# Selected excerpt:

For example, Bigugu Secondary School in remote Nyaruguru district, in Southern Province recently increased school fees to Rwf63,500 per term in A’ Level from Rwf33,000 in 2010 and Rwf22,000 in 2007.

Though the Minister of State for Secondary and Primary Education Olivier Rwamukwaya told Rwanda Today that the government has no hand in imposing school charges in nursery, primary and secondary schools, parents say the government should intervene.

Ibrahim Ngaboyera, a bus driver in Kigali City, with three children two of them in P3 and P5, says the government should regulate school fees based on what its own studies such as the Integrated Household Living Conditions Survey 4 (EICV4) say on incomes of Rwandan households.

The EICHV4 indicates that a Rwandan household on average spends Rwf12,099 per year on school fees, an estimated 4 per cent of the consumption expenditure, a figure Ngaboyera says is misleading because families are paying more than that.

“They say that primary education is compulsory and free in public school, which is not true. I have to pay over Rwf350,000 for my three children in what are considered the cheapest schools,” says Ngaboyera.

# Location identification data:
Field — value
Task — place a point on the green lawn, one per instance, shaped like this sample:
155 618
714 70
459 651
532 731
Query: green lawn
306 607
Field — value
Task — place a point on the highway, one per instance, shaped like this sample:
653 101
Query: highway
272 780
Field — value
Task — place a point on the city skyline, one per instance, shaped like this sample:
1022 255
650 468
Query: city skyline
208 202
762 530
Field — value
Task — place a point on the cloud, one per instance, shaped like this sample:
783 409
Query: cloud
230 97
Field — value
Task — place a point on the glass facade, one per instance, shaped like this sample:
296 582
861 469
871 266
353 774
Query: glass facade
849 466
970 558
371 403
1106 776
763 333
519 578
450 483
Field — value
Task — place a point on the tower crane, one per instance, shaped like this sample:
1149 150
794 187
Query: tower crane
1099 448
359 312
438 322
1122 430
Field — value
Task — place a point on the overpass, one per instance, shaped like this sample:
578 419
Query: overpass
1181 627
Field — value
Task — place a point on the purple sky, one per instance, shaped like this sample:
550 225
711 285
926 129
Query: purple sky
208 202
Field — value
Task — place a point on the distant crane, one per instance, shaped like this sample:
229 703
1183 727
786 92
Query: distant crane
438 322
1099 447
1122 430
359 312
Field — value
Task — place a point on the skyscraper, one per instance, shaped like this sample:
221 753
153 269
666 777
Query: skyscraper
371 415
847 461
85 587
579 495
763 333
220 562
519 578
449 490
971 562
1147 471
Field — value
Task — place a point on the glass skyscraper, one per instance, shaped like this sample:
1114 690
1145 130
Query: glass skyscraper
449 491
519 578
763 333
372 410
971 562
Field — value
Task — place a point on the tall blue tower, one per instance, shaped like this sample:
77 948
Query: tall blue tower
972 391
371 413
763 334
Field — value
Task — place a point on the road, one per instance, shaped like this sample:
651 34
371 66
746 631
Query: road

# Exercises to complete:
(a) Could you print, word for word, the part of the school fees excerpt starting with "The EICHV4 indicates" and going on through "more than that."?
(b) What follows the last sentence of the excerpt on Rwandan school fees? Continue that text from the point where it stops.

# The replies:
(a)
The EICHV4 indicates that a Rwandan household on average spends Rwf12,099 per year on school fees, an estimated 4 per cent of the consumption expenditure, a figure Ngaboyera says is misleading because families are paying more than that.

(b)
A survey by Rwanda Today showed that the cheapest nursery school in Kigali charges on average Rwf25,000 and Rwf30,000 per while the most expensive range between Rwf800,000 and Rwf1,000,000.

Officials and parents hold differing views on whether education is indeed free.

“Education is free in our country,” Dr Celestin Ntivuguruzwa, the Permanent Secretary at the Ministry of Education told Rwanda Today, a view most parents dispute.

In 2009, the government rolled out the Education for All initiative through the 9 and 12 Year Basic Education programmes in a bid to allow universal access to education and cub drop outs.

A 2015 law on free education in public school does not regulate how private schools impose fees, leaving behind loopholes which are exploited to levy all manner of fees.